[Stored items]

━━━━━━━━

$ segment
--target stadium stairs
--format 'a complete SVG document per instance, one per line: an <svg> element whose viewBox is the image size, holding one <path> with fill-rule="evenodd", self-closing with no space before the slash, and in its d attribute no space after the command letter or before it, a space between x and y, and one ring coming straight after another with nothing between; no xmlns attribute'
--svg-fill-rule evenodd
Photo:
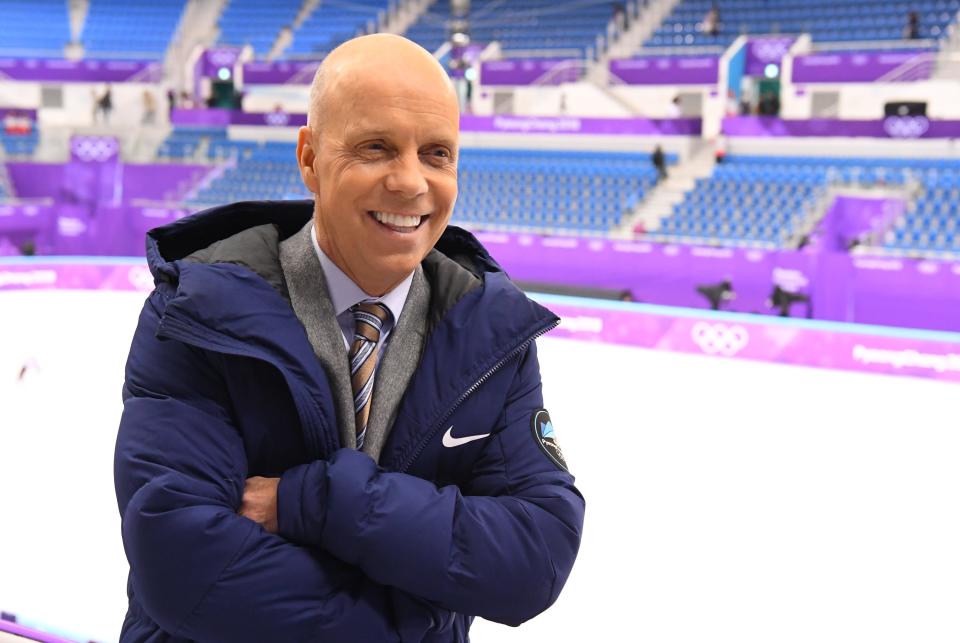
<svg viewBox="0 0 960 643"><path fill-rule="evenodd" d="M613 230L612 235L630 239L636 234L658 229L660 222L670 216L674 207L694 190L697 180L713 173L715 165L713 146L701 143L686 160L668 168L666 180L660 181L647 193L646 198Z"/></svg>

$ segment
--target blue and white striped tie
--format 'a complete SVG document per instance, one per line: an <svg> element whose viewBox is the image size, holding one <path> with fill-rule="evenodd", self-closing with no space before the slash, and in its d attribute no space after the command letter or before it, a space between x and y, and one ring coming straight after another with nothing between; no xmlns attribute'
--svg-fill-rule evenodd
<svg viewBox="0 0 960 643"><path fill-rule="evenodd" d="M383 324L390 319L390 309L380 302L361 302L350 309L353 313L353 345L350 347L350 385L353 387L353 411L357 426L357 450L363 448L370 417L370 393L373 372L377 366L377 344Z"/></svg>

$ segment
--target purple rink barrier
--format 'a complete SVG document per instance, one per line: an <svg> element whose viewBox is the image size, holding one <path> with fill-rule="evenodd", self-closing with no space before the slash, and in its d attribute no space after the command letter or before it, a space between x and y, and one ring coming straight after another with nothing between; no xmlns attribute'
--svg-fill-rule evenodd
<svg viewBox="0 0 960 643"><path fill-rule="evenodd" d="M28 241L47 248L56 237L56 218L50 205L0 205L0 256L20 254Z"/></svg>
<svg viewBox="0 0 960 643"><path fill-rule="evenodd" d="M306 114L288 112L243 112L237 109L175 109L170 122L177 126L226 127L228 125L263 125L267 127L300 127L307 124Z"/></svg>
<svg viewBox="0 0 960 643"><path fill-rule="evenodd" d="M820 320L960 331L960 263L478 232L518 281L629 290L634 301L705 308L697 286L733 282L732 312L773 315L774 284ZM562 271L558 267L562 266ZM796 304L793 316L807 309Z"/></svg>
<svg viewBox="0 0 960 643"><path fill-rule="evenodd" d="M0 259L3 291L149 292L139 260ZM573 297L533 297L561 316L551 337L960 382L960 334L713 313Z"/></svg>
<svg viewBox="0 0 960 643"><path fill-rule="evenodd" d="M163 63L152 60L0 58L0 80L158 83L163 80Z"/></svg>
<svg viewBox="0 0 960 643"><path fill-rule="evenodd" d="M583 74L582 62L569 58L488 60L480 65L482 85L560 85Z"/></svg>
<svg viewBox="0 0 960 643"><path fill-rule="evenodd" d="M926 52L873 51L833 52L797 56L793 59L794 83L869 83L903 64L918 60ZM923 66L925 73L911 73L909 80L929 78L933 65ZM929 67L929 68L927 68ZM923 72L918 69L918 72Z"/></svg>
<svg viewBox="0 0 960 643"><path fill-rule="evenodd" d="M817 224L812 243L817 249L845 252L851 242L889 228L905 210L899 198L840 195Z"/></svg>
<svg viewBox="0 0 960 643"><path fill-rule="evenodd" d="M150 292L153 275L141 259L110 262L99 257L0 259L0 293L5 290L128 290Z"/></svg>
<svg viewBox="0 0 960 643"><path fill-rule="evenodd" d="M881 120L835 118L784 120L775 116L730 116L723 119L727 136L870 138L960 138L960 121L935 121L925 116L888 116Z"/></svg>
<svg viewBox="0 0 960 643"><path fill-rule="evenodd" d="M244 85L309 85L319 60L253 62L243 65Z"/></svg>
<svg viewBox="0 0 960 643"><path fill-rule="evenodd" d="M550 337L960 382L960 334L532 296L561 318Z"/></svg>
<svg viewBox="0 0 960 643"><path fill-rule="evenodd" d="M620 134L627 136L699 136L699 118L577 118L574 116L460 117L462 132L514 134Z"/></svg>
<svg viewBox="0 0 960 643"><path fill-rule="evenodd" d="M27 627L25 625L20 625L19 623L14 623L12 621L7 621L0 619L0 634L9 634L14 637L12 639L7 639L6 637L3 640L11 641L37 641L38 643L73 643L70 639L61 638L53 634L48 634L46 632L41 632L33 628ZM17 638L19 637L19 638Z"/></svg>
<svg viewBox="0 0 960 643"><path fill-rule="evenodd" d="M116 158L109 149L96 153L101 152ZM6 240L0 241L0 254L11 254L11 246L15 249L32 241L41 255L142 256L146 231L179 219L187 211L131 203L127 195L176 200L213 167L75 160L65 164L10 163L7 169L18 195L47 197L55 205L0 208L0 240ZM30 214L34 207L40 208L39 215Z"/></svg>
<svg viewBox="0 0 960 643"><path fill-rule="evenodd" d="M712 85L718 56L645 56L610 61L610 73L627 85Z"/></svg>

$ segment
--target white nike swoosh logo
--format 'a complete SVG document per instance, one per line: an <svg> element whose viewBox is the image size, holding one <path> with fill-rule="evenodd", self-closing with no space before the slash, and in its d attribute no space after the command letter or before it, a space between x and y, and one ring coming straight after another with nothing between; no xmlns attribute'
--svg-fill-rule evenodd
<svg viewBox="0 0 960 643"><path fill-rule="evenodd" d="M474 440L482 440L483 438L489 436L489 433L484 433L483 435L468 435L465 438L455 438L453 437L453 427L451 426L449 429L447 429L447 432L443 434L443 446L447 448L458 447L461 444L473 442Z"/></svg>

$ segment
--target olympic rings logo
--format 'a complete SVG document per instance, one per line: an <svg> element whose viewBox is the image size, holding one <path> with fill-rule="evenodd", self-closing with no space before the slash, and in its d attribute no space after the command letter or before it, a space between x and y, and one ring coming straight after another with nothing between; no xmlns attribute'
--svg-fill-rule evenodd
<svg viewBox="0 0 960 643"><path fill-rule="evenodd" d="M117 140L108 136L77 136L70 145L73 155L86 163L109 161L117 155Z"/></svg>
<svg viewBox="0 0 960 643"><path fill-rule="evenodd" d="M733 357L743 350L750 341L750 335L743 326L727 326L697 322L690 331L693 342L707 355Z"/></svg>
<svg viewBox="0 0 960 643"><path fill-rule="evenodd" d="M153 275L150 274L150 270L144 266L133 266L130 268L130 271L127 272L127 280L130 282L130 285L137 290L153 290Z"/></svg>
<svg viewBox="0 0 960 643"><path fill-rule="evenodd" d="M920 138L930 129L925 116L888 116L883 121L883 131L892 138Z"/></svg>
<svg viewBox="0 0 960 643"><path fill-rule="evenodd" d="M270 112L264 116L264 119L267 121L267 125L283 127L290 122L290 115L286 112Z"/></svg>

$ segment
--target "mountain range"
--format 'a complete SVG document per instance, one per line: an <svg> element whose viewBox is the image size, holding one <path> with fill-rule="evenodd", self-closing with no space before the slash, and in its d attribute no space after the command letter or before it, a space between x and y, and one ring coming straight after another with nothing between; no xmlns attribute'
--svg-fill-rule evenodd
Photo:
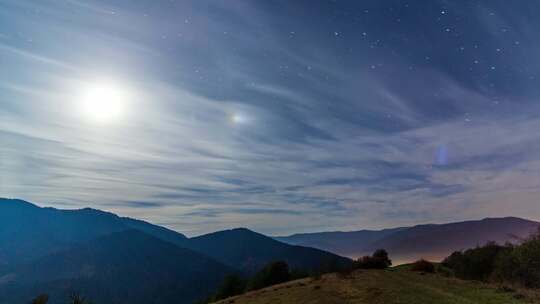
<svg viewBox="0 0 540 304"><path fill-rule="evenodd" d="M440 260L490 240L519 240L539 225L506 217L276 238L236 228L188 238L101 210L0 199L0 304L28 303L41 293L51 296L49 303L65 303L74 292L100 304L193 303L226 275L250 276L276 260L319 271L378 248L397 263Z"/></svg>
<svg viewBox="0 0 540 304"><path fill-rule="evenodd" d="M275 239L350 258L370 255L376 249L384 248L390 253L394 264L401 264L420 258L440 261L456 250L483 245L488 241L500 244L518 242L538 227L539 222L503 217L383 230L293 234Z"/></svg>
<svg viewBox="0 0 540 304"><path fill-rule="evenodd" d="M0 199L0 304L41 293L65 303L73 292L103 304L193 303L227 274L250 275L275 260L304 271L351 263L245 228L187 238L100 210Z"/></svg>

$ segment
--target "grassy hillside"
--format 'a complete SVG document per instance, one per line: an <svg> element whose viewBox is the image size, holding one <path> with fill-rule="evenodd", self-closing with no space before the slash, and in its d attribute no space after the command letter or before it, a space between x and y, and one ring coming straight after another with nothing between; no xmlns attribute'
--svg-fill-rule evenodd
<svg viewBox="0 0 540 304"><path fill-rule="evenodd" d="M219 304L517 304L540 303L531 291L508 291L478 282L402 269L359 270L272 286Z"/></svg>

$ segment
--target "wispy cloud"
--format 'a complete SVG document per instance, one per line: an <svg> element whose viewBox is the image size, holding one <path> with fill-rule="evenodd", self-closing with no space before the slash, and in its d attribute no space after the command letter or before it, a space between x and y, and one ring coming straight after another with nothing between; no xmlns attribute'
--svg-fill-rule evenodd
<svg viewBox="0 0 540 304"><path fill-rule="evenodd" d="M523 62L495 57L509 38L494 32L512 29L509 54L536 58L540 44L496 5L447 8L492 34L464 55L421 16L411 28L382 24L388 10L375 1L355 31L327 16L333 8L306 25L300 4L280 1L0 5L2 196L188 234L540 218L540 92L504 85ZM474 50L476 36L453 31ZM80 113L79 91L96 77L132 91L122 121L97 126Z"/></svg>

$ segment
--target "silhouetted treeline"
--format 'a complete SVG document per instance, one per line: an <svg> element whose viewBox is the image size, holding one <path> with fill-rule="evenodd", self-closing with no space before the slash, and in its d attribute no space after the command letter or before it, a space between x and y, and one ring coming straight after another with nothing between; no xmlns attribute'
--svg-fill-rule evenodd
<svg viewBox="0 0 540 304"><path fill-rule="evenodd" d="M34 298L33 300L31 300L30 304L47 304L48 302L49 302L49 295L41 294L37 296L36 298ZM72 293L69 296L67 304L92 304L92 302L77 293Z"/></svg>
<svg viewBox="0 0 540 304"><path fill-rule="evenodd" d="M299 272L291 272L289 265L284 261L271 262L251 278L246 279L238 274L226 276L215 295L199 303L210 303L247 291L262 289L291 279L298 279L298 274Z"/></svg>
<svg viewBox="0 0 540 304"><path fill-rule="evenodd" d="M323 273L342 271L344 266L336 261L324 261L318 270L305 271L289 268L284 261L268 263L255 275L244 278L239 274L232 274L225 277L217 292L210 298L199 303L210 303L228 297L243 294L244 292L262 289L268 286L285 283L292 280L302 279L309 276L320 276Z"/></svg>
<svg viewBox="0 0 540 304"><path fill-rule="evenodd" d="M30 301L30 304L47 304L49 302L49 295L42 294Z"/></svg>
<svg viewBox="0 0 540 304"><path fill-rule="evenodd" d="M540 288L540 230L518 245L491 242L456 251L442 265L461 279Z"/></svg>
<svg viewBox="0 0 540 304"><path fill-rule="evenodd" d="M210 303L228 297L243 294L244 292L262 289L268 286L285 283L292 280L306 277L319 278L322 274L337 272L338 274L348 274L355 269L384 269L392 265L388 257L388 252L379 249L372 256L362 257L353 263L343 265L337 261L324 261L317 270L291 270L284 261L276 261L267 264L262 270L250 278L244 278L239 274L225 277L217 292L210 298L199 303Z"/></svg>

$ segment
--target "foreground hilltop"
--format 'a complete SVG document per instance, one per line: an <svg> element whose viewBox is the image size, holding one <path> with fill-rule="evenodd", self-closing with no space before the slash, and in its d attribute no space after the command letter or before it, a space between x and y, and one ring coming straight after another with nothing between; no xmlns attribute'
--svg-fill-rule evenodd
<svg viewBox="0 0 540 304"><path fill-rule="evenodd" d="M275 285L218 304L519 304L538 303L532 291L411 272L405 268L358 270Z"/></svg>

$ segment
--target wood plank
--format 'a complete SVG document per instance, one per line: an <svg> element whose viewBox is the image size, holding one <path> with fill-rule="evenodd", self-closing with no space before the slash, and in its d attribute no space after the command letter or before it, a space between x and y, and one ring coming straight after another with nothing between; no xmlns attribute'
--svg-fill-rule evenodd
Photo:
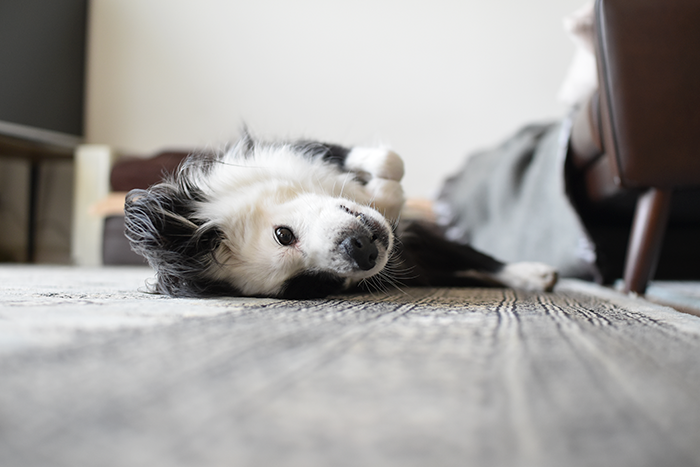
<svg viewBox="0 0 700 467"><path fill-rule="evenodd" d="M568 283L176 300L103 279L80 300L79 284L54 297L11 287L0 322L35 300L178 319L0 353L0 465L700 460L700 319L641 299Z"/></svg>

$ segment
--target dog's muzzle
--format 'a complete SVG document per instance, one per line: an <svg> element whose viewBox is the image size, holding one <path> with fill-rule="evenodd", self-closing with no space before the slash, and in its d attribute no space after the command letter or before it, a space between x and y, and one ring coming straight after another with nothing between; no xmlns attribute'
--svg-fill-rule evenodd
<svg viewBox="0 0 700 467"><path fill-rule="evenodd" d="M345 205L340 205L340 209L354 217L355 223L343 232L337 245L347 258L355 263L357 269L374 269L380 254L389 250L391 232L369 214Z"/></svg>
<svg viewBox="0 0 700 467"><path fill-rule="evenodd" d="M376 266L377 257L379 256L376 237L364 234L351 235L343 240L340 246L363 271L369 271Z"/></svg>

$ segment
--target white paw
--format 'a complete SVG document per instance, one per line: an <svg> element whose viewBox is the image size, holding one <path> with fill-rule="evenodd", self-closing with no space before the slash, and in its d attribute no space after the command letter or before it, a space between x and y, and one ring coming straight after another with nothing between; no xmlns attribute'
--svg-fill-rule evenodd
<svg viewBox="0 0 700 467"><path fill-rule="evenodd" d="M369 175L368 179L383 178L401 181L404 174L403 160L398 154L382 148L353 148L345 159L350 172Z"/></svg>
<svg viewBox="0 0 700 467"><path fill-rule="evenodd" d="M405 201L401 183L395 180L373 178L364 188L373 208L390 223L398 219Z"/></svg>
<svg viewBox="0 0 700 467"><path fill-rule="evenodd" d="M522 262L507 264L496 277L514 289L549 292L557 283L558 274L547 264Z"/></svg>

━━━━━━━━

Provide only the count of lines within the entries above that include the string "white".

Output for this task
3